### Text for analysis
They soon realized they needed additional staff training, a cultural audit, and equity teams in each building as well as the district-wide team.
“That honesty never would have happened under a traditional model,” Kevorkian says. “With that came authenticity and true progress, not just checking a box and moving on.”
Building off traditional union tactics in Wisconsin
In Wisconsin, Racine Educators United President Angelina Cruz has worked to improve relationships and increase collaboration with administrators since she was elected five years ago.
During the pandemic, though, the local association used more traditional union tactics to kick-start action on health and safety. First, safety representatives were identified. They conducted walk-throughs in every school building, using a checklist that NEA helped develop. Then the local filed 112 first-step grievances to convey how concerned they were over safety issues, Cruz says.
Because she had worked to establish collaborative relationships, Cruz found a willing partner in Chief Operations Officer Shannon Gordon. “She took our concerns really seriously,” Cruz says.
This work led to a wide range of improvements across the district’s 31 buildings—some of which are pre-Civil War structures. The district secured paper towels and other supplies for handwashing, fixed water faucets, increased spacing between students’ desks, identified unusable spaces, and repaired broken HVAC vents.
Collaborative work during the early days of the pandemic was the ultimate trust-building exercise
“We looked carefully at our cleaning protocols and completed more than 12,000 work orders,” Gordon says. “But the greatest success that we had is we created a comprehensive team of more than 100 stakeholders who came together to develop our Smart Start 2020 building reopening plan.”
Collaborative work during the early days of the pandemic was the ultimate trust-building exercise, Cruz says. She constantly communicated information and results back to her membership, so they would understand that administrators were listening and building improvements were being made.

### Task item
Please carry on the article about union and district collaboration in Racine, starting after its final sentence.

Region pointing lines

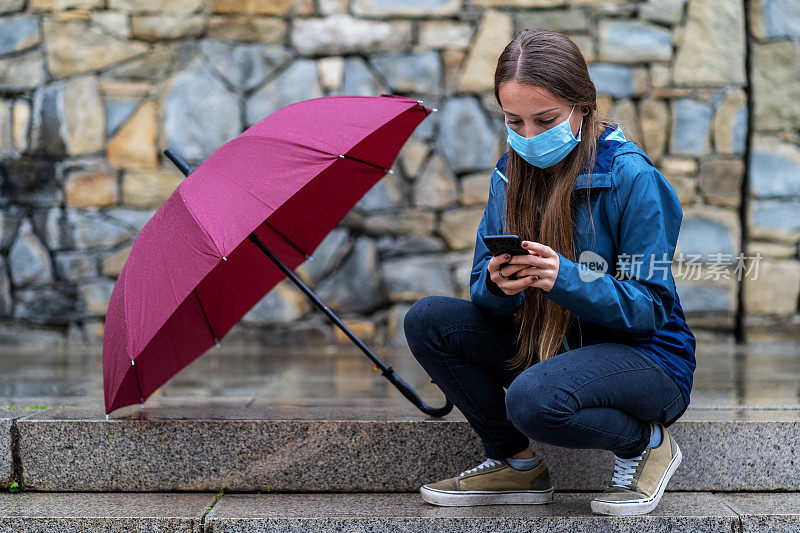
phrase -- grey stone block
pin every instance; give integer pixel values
(360, 448)
(47, 512)
(759, 512)
(8, 414)
(381, 512)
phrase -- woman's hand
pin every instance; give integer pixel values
(537, 269)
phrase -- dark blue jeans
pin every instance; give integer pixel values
(596, 396)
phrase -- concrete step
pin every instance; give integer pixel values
(349, 446)
(697, 512)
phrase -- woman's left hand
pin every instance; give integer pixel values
(543, 261)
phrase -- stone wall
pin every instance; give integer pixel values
(91, 92)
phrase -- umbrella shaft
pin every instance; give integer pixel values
(319, 303)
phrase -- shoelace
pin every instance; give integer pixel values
(486, 464)
(624, 470)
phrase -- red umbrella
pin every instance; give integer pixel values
(277, 189)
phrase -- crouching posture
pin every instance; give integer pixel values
(579, 341)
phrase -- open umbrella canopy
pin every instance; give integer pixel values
(193, 273)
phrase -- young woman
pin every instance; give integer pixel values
(585, 330)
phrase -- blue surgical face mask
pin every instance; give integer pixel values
(547, 148)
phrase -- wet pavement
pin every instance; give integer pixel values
(742, 377)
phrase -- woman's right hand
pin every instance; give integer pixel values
(507, 284)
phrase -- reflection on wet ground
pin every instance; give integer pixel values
(727, 377)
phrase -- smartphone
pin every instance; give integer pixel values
(504, 244)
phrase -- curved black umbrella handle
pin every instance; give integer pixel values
(413, 397)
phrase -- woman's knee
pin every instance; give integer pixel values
(425, 314)
(538, 405)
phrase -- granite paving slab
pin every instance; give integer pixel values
(380, 512)
(350, 446)
(48, 512)
(9, 414)
(727, 376)
(766, 512)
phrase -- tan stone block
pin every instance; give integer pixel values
(673, 92)
(363, 329)
(6, 135)
(149, 6)
(494, 33)
(148, 188)
(60, 5)
(772, 249)
(253, 7)
(475, 189)
(71, 15)
(678, 166)
(153, 28)
(459, 226)
(247, 28)
(381, 8)
(84, 117)
(91, 189)
(773, 288)
(331, 71)
(733, 102)
(712, 47)
(408, 221)
(720, 181)
(521, 3)
(134, 145)
(21, 126)
(412, 155)
(654, 117)
(112, 87)
(79, 47)
(114, 21)
(112, 264)
(444, 34)
(452, 59)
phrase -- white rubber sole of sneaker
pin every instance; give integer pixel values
(485, 497)
(644, 506)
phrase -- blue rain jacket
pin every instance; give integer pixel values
(636, 215)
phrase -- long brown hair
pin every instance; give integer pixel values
(539, 205)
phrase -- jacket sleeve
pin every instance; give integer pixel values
(482, 288)
(649, 220)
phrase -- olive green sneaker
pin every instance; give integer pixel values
(492, 482)
(638, 483)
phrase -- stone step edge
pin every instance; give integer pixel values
(204, 511)
(264, 451)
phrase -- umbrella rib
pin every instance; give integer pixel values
(203, 309)
(340, 156)
(266, 220)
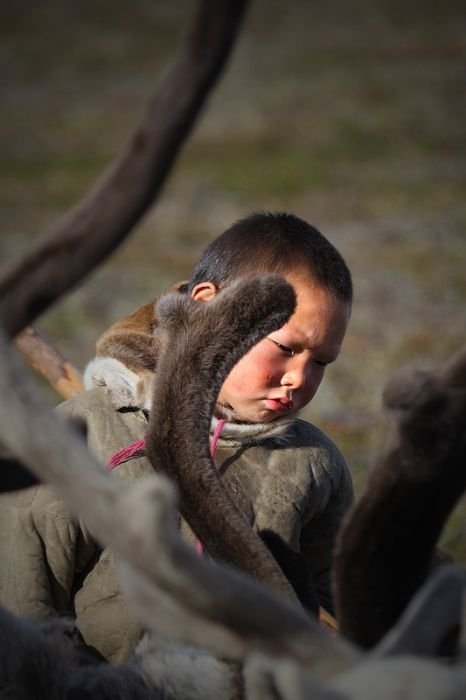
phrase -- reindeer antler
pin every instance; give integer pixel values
(385, 549)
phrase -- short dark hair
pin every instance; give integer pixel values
(276, 243)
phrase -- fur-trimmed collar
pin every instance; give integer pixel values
(240, 433)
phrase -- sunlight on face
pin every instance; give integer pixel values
(282, 373)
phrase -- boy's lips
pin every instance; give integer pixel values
(279, 404)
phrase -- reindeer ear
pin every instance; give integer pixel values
(173, 309)
(119, 382)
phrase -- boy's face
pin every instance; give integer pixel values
(282, 373)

### Written answer
“Our building safety reps will stay in place for the foreseeable future,” Cruz says. “It’s not like the pandemic is over.” Racine Educators United President Angela Cruz (right) and Chief Operations Officer Shannon Gordon worked together to address the district’s aging HVAC system.
North Carolina local stood up in a state without collective bargaining
How do you fight for educator and student safety during a worldwide pandemic when your state has a total ban on public sector bargaining?
That’s the scenario facing the Pitt County Association of Educators (PCAE) in North Carolina, where labor-management collaboration is in the early stages. Right now, it hinges on a few close relationships.
“We’ve been able to build a great relationship with the superintendent and with some of our board of education members, all trying to come together for this common purpose,” PCAE President Lauren Piner says. “Education shouldn’t be partisan, but in many states, including North Carolina, it has become very partisan.”
“You can always get up and walk away, but you’ll never know what relationship you missed out on if you aren’t willing to come to the table.”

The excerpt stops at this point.